#### What the task requires:
Output all records below verbatim.

#### Supplied records:

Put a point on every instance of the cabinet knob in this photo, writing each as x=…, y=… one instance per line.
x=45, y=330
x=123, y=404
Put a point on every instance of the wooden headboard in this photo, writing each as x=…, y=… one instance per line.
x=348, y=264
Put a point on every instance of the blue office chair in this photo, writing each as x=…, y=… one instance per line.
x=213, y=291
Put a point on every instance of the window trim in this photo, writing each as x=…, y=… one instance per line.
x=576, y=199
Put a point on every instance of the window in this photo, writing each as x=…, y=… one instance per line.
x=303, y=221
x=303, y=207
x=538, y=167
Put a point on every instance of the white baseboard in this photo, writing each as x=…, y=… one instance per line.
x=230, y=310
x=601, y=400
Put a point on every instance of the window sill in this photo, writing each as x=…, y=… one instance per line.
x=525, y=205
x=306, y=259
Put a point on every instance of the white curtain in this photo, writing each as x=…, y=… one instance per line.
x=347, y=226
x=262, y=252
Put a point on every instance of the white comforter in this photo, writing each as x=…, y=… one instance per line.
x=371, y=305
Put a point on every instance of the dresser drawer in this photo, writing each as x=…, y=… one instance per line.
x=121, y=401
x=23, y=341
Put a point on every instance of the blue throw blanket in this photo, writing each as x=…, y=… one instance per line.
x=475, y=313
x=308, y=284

#### Answer for this exercise:
Put a point on every instance of the cabinet knob in this photo, writing each as x=…, y=… one instance per line.
x=45, y=330
x=123, y=404
Put a point on every instance of the wooden headboard in this photo, writing each as x=…, y=… one instance per line.
x=348, y=264
Put a point on every instance of the blue office chair in this photo, writing each as x=…, y=… one instance per line.
x=213, y=291
Put a point on every instance of the window trim in this photo, writing each as x=…, y=… one instance per line.
x=576, y=199
Put a point on every instance of the window in this photo, writing each as x=…, y=… one instance per line.
x=303, y=221
x=303, y=207
x=538, y=167
Put a point on every instance of the white baseboard in this photo, writing each as x=…, y=… one instance per line.
x=230, y=310
x=601, y=400
Put a point on every instance of the window sill in this photo, writing each as x=…, y=… one instance per line.
x=525, y=205
x=306, y=259
Put a point on every instance of the white curtain in this photo, writing each as x=…, y=… one instance per line.
x=347, y=226
x=262, y=252
Put a point on every instance of the white comforter in this photo, writing each as x=…, y=… one instance per line.
x=371, y=305
Put a point on every instance of the dresser drawer in this photo, writing each as x=…, y=… one instance per line.
x=121, y=401
x=23, y=341
Put a point on every instance of the blue throw blanket in this photo, writing each as x=…, y=… one instance per line.
x=475, y=313
x=308, y=284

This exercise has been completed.